[Dataset entries]
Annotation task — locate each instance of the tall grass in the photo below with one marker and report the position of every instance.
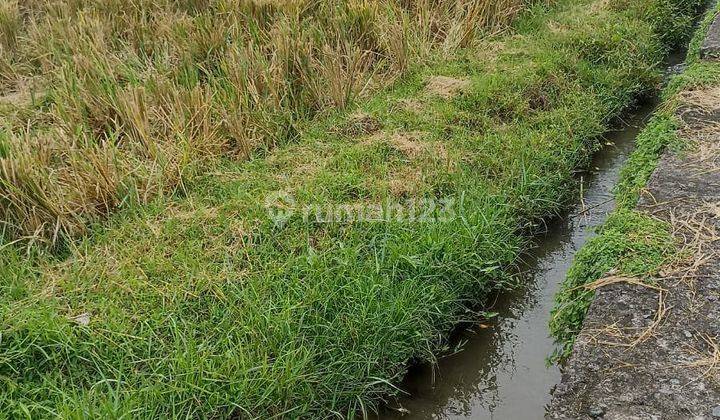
(131, 97)
(202, 307)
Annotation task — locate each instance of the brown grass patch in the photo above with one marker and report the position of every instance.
(446, 87)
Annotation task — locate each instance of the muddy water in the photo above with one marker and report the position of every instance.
(501, 371)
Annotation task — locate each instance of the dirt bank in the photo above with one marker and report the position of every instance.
(650, 348)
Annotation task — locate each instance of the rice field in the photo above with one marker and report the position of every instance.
(109, 102)
(212, 273)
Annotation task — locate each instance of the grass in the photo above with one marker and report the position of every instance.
(200, 305)
(631, 243)
(105, 103)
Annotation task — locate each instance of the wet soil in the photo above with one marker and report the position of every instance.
(674, 371)
(501, 369)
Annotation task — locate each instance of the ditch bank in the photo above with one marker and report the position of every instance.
(500, 369)
(648, 347)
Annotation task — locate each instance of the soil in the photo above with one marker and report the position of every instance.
(652, 351)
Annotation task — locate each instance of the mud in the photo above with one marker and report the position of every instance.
(654, 352)
(500, 369)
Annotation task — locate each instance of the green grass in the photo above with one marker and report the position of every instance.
(201, 306)
(632, 243)
(107, 102)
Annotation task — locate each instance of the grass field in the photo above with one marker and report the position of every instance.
(632, 243)
(106, 102)
(198, 304)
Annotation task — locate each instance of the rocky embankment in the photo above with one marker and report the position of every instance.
(651, 349)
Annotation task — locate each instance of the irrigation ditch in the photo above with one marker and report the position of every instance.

■ YOUR INSTRUCTIONS: Produce the entries again, word for word, without any of their pictures.

■ SOLUTION TO THE EXERCISE:
Annotation task — locate each instance of the tall grass in the photo below with one marker and report the position of every instance.
(131, 97)
(202, 307)
Annotation task — locate each instance of the brown grass patch in the photo above with one marker and report the position of every instance.
(446, 87)
Annotation task — locate each instance of the muddy water in the photo above with one marker and report the position of every instance.
(501, 371)
Annotation task — locate each instance of the dirt bank in the photo above with one marker and report the position of every instance.
(650, 348)
Annotation task — locate each instance of the rice field in the photo above with one marker and report the position of every instance.
(109, 102)
(212, 273)
Annotation task — locate each instance of the grass in the photo above with one marker and report the position of every instance.
(200, 305)
(631, 243)
(105, 103)
Annotation task — locate each instance of the wet soil in the photo above with one marker and report the position of every instance.
(674, 371)
(501, 369)
Annotation task — locate each instance of the ditch bank in the photo above with one marker and report the position of every instance.
(500, 369)
(648, 347)
Annotation task — locate each instance of the soil in the photo above with one marker and report the position of every instance.
(652, 351)
Annotation task — locate each instance of the mud in the photo above with one marker and report the position of every instance.
(654, 352)
(500, 369)
Annotation task — locate each instance of the green grass in the photo above with one marker and report the position of every instance.
(201, 306)
(632, 243)
(107, 102)
Annotation task — locate each instance of the grass field in the photo above with one marker and report the position of every instance.
(632, 243)
(106, 102)
(198, 304)
Annotation task — locate each instance of the rocky embankment in the photo above with one marker and report the position of every instance.
(651, 349)
Annotation task — locate each instance of the irrigation ditch in the photo above with one marker and report the position of every instance.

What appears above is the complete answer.